**Passage provided**.
******

At the Internet Archive, Saving Data While Spurning the Cloud
by James Panero

SAN FRANCISCO — At 3:30 am on November 6, a fire swept through the scanning center of the Internet Archive. The news was poignant for an organization that thinks hard about how information is lost and the best ways to save it. For nearly two decades, the San Francisco nonprofit has been uniquely dedicated to the open preservation of web, text, coding, audio, and video media — a Library of Congress for the 21st century built through private philanthropy and sweat equity. None of the Archive’s employees or volunteers were hurt in the blaze, but the fire totaled the Archive’s annex building along with $600,000 in digitization equipment and some irreplaceable archival material. An emergency appeal brought in $60,000 over its first two days, and the drive is ongoing.

******

**Data section**.

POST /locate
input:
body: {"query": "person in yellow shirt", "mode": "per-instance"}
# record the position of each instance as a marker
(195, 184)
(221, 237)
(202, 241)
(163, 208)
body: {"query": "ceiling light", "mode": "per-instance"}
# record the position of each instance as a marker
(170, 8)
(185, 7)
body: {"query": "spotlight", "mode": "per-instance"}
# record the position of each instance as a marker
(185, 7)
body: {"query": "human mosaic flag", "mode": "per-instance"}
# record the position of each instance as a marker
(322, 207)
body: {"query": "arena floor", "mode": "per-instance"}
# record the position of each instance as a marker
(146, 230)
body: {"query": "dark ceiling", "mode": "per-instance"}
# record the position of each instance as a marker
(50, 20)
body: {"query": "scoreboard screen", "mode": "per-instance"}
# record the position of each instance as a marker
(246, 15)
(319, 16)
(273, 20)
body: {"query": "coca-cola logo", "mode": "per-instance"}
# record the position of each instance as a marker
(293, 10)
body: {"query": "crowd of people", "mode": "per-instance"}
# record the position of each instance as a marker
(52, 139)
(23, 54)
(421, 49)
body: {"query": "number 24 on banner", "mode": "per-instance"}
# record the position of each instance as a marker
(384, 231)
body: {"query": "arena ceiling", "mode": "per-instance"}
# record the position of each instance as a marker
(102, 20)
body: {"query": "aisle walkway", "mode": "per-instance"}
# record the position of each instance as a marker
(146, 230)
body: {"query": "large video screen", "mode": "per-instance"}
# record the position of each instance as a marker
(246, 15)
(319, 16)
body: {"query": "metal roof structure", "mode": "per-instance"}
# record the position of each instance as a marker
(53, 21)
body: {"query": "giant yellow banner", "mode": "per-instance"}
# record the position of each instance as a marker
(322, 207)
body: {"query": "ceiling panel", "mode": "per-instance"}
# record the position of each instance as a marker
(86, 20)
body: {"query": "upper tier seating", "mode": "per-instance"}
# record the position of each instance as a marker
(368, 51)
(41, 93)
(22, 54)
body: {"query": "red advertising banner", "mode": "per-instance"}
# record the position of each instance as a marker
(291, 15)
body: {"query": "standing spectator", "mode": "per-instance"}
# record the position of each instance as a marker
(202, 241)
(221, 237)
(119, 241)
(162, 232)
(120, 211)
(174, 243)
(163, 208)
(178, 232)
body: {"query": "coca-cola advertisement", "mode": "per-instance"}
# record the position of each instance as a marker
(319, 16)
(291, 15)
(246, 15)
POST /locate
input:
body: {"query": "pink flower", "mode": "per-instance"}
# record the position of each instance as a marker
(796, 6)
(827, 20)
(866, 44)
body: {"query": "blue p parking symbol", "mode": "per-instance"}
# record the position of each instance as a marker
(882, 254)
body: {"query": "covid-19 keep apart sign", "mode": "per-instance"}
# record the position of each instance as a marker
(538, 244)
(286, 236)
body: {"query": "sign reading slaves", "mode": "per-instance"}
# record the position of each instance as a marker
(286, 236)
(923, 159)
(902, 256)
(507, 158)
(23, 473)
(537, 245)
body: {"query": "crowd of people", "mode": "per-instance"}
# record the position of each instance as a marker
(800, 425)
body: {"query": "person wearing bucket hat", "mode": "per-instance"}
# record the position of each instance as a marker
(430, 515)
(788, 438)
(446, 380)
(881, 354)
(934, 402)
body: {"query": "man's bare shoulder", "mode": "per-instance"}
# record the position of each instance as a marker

******

**To be done**. Pick up the article on the Internet Archive fire after its last sentence and continue it.

**Task output**.
“This episode has reminded us that digitizing and making copies are good strategies for both access and preservation,” wrote Brewster Kahle, the Archive’s founder and director, on the organization’s blog the day of the fire. Thanks to the Archive’s mirrored servers — spread over three continents — and a warehouse of hard-copy source material, Kahle said the Archive’s digital data would have survived even if its headquarters had been fully destroyed. “Let's keep making copies,” he concluded. (The virtue of the Internet’s duplicating qualities is a topic I wrote about in an essay called “The Culture of the Copy.”)

How libraries endure was on Kahle’s mind when I visited the Archive in San Francisco’s Richmond District earlier this year. “What happens to libraries is that they’re burned,” he said. “They are generally burned by governments. The Library of Congress, for instance, has already been burned once, by the Brits. So if that’s what happens, well, design for it, make copies.”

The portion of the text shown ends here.